*** Opening of READING TEXT ***

= Sharon Goldfeld =

Paediatrician and public health physician

Sharon Goldfeld is a paediatrician and public health physician, who is Director of the Centre for Community and Child Health at the Royal Children's Hospital, Co-Group Leader of the Policy and Equity Research Group, and Theme Director, Population Health, at the Murdoch Children's Research Institute.

Goldfeld's research and publications cover early childhood development, parenting and social impacts. Her right@home randomised controlled trial, early intervention nurse home visitation project was recognised with the Marles Medal for outstanding impact in research, and as the most robust of its kind across Australia.

Goldfeld was closely involved in the initial development of the Australian Early Development Index (AEDI), which has been adapted and is now used extensively in Australian Schools as the Australian Early Development Census.

Additionally, Goldfeld is Lead Chief Investigator in the nationwide Kids in Communities data linkage study, funded by the Australian Research Council (ARC) to identify the community-level factors that improve children's outcomes in low socio-economic areas and develop an evidence-base for future studies.

== Awards ==
Goldfeld was awarded the inaugural Marles Medal in 2020 by the University of Melbourne. She won the Rue Wright Award for "best community child health research" in 2010 and 2011. The award was presented during the Annual Scientific Meeting of the Royal Australasian College of Physicians.

Goldfeld won the inaugural Aileen Plant Award in 2008 in recognition of her "contribution to Australian public health leadership and research". The award was sponsored by the Public Health Association of Australia, the Australian Epidemiological Association, the Australasian Faculty of Public Health Medicine and the Australian Health Promotion Association.

*** Close of READING TEXT ***

● **PARTS OF THE EXERCISE**:
[A] List the organizations that the Sharon Goldfeld biography says sponsored the Aileen Plant Award.
[B] Resume the Sharon Goldfeld biography, starting after its final sentence.

*** Opening of DATASET CONTENT ***

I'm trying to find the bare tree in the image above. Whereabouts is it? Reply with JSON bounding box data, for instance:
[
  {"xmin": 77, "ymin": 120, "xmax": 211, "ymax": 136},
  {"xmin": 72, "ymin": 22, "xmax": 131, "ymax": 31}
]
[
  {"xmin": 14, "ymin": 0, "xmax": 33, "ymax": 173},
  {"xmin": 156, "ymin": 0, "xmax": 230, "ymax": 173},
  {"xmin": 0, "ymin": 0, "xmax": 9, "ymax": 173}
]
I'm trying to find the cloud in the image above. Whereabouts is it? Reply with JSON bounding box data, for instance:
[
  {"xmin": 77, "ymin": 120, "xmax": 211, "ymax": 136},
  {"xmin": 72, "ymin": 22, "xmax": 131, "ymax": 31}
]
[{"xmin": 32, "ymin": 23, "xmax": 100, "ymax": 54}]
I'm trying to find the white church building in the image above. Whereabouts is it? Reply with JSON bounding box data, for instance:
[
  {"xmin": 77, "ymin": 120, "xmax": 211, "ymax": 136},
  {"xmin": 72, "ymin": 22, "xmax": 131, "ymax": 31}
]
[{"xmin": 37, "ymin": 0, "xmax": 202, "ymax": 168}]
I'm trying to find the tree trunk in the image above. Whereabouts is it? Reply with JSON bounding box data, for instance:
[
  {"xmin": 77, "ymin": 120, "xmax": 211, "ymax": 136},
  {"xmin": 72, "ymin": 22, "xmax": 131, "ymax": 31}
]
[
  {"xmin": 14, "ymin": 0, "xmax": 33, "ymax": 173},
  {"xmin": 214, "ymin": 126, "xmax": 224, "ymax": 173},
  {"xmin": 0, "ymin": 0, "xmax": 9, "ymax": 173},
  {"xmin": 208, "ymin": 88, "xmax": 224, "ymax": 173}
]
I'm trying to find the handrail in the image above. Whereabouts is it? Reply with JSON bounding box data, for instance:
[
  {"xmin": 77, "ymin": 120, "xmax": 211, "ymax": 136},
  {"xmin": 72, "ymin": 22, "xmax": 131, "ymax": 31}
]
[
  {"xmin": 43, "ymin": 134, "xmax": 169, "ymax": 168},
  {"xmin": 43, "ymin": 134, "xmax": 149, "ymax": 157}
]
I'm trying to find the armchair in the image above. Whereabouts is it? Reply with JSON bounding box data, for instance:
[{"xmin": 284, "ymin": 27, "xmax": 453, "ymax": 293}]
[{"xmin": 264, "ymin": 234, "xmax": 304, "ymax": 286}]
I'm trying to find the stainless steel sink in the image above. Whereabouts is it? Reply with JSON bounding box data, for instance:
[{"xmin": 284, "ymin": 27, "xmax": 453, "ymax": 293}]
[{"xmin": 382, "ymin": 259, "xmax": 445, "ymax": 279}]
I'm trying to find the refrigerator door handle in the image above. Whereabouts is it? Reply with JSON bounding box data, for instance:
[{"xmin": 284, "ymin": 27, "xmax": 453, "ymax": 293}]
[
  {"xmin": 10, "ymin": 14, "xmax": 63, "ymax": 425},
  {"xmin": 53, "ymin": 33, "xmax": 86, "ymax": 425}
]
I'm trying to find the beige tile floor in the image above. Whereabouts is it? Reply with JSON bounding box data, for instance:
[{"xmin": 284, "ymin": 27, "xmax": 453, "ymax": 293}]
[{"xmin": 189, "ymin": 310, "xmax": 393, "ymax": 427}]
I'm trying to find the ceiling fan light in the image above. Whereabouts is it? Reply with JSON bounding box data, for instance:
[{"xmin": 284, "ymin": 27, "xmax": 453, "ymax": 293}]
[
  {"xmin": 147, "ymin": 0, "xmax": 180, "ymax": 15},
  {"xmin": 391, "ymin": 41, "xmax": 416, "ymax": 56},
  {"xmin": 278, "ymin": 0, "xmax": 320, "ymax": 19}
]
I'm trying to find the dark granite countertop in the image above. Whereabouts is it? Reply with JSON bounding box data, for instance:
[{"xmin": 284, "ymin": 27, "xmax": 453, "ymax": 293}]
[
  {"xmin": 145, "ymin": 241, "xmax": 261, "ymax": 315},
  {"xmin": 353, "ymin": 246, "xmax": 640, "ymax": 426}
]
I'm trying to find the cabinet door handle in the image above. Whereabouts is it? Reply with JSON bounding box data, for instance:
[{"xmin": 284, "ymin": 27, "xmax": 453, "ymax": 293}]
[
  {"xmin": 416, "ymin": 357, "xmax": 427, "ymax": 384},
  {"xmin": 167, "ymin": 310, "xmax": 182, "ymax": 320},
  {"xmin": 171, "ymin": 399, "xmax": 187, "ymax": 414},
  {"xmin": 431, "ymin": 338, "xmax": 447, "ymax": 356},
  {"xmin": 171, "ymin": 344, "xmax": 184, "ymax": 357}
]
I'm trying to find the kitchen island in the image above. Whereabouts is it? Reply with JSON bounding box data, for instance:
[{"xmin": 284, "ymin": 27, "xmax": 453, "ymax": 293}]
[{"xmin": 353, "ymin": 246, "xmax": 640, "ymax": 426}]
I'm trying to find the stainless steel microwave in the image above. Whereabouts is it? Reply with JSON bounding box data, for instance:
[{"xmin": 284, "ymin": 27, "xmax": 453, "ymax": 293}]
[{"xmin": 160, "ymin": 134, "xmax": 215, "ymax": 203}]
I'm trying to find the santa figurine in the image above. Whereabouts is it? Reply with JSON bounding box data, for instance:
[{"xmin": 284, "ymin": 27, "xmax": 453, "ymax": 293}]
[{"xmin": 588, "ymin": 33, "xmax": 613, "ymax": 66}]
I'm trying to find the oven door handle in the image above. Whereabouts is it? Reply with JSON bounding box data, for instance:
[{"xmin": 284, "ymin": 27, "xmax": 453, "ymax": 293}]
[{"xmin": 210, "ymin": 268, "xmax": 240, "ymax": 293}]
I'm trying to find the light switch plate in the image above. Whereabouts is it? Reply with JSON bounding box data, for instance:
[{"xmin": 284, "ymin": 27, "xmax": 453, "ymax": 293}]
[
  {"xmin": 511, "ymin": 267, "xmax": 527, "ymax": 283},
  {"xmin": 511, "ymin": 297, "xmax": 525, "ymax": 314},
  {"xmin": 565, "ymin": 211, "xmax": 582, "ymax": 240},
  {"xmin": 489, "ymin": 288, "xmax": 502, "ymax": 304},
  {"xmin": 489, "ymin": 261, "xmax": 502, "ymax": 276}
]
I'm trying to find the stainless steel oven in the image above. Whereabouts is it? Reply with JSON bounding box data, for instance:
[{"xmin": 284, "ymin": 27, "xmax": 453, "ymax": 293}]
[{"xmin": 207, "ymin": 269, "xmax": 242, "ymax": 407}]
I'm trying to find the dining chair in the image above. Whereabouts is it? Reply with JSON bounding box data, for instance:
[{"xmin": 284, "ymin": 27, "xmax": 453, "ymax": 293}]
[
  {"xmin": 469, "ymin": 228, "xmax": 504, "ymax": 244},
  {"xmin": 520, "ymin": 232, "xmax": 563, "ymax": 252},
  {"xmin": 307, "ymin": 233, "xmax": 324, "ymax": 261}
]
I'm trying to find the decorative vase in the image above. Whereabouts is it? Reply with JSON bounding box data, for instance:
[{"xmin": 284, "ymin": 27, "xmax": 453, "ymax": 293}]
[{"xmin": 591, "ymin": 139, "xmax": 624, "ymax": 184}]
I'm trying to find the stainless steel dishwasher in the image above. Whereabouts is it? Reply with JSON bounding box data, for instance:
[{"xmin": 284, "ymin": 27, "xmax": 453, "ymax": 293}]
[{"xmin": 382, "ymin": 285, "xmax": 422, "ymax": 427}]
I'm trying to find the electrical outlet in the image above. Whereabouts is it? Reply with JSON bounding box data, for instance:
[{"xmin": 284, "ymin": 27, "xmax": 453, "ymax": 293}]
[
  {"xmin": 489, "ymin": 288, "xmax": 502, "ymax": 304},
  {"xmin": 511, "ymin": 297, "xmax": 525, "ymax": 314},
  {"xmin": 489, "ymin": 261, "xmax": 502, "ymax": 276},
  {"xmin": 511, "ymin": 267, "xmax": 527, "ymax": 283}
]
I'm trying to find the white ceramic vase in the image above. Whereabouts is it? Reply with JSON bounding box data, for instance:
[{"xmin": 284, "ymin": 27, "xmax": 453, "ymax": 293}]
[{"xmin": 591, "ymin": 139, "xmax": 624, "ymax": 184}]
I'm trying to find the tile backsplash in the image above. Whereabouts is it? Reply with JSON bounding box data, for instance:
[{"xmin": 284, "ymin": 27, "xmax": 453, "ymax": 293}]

*** Close of DATASET CONTENT ***

● **ANSWERS FOR EACH ITEM**:
[A]
- Public Health Association of Australia
- Australian Epidemiological Association
- Australasian Faculty of Public Health Medicine
- Australian Health Promotion Association

[B]
She was awarded the Exam Medal by the Australasian Faculty of Public Health Medicine in 2007. She won a Creswick Foundation Travelling Fellowship in 2003 and a Harkness International Fellowship in Health Care Policy, for 1999–2000.

Goldfeld was appointed a Member of the Order of Australia in the 2024 King's Birthday Honours for "significant service to paediatric medicine as a clinician and academic, and to public health research". In the same year, she was elected a Fellow of the Australian Academy of Health and Medical Sciences in 2024.

== Highlighted publications ==

- Potential indirect impacts of the COVID‐19 pandemic on children: a narrative review using a community child health lens.
- 'right@home': a randomised controlled trial of sustained nurse home visiting from pregnancy to child age 2 years, versus usual care, to improve parent care, parent responsivity and the home learning environment at 2 years.
- Kids in Communities Study (KiCS) study protocol: a cross-sectional mixed-methods approach to measuring community-level factors influencing early child development in Australia.
- Epidemiology of positive mental health in a national census of children at school entry.
- Jurisdictional, socioeconomic and gender inequalities in child health and development: Analysis of a national census of 5-year-olds in Australia.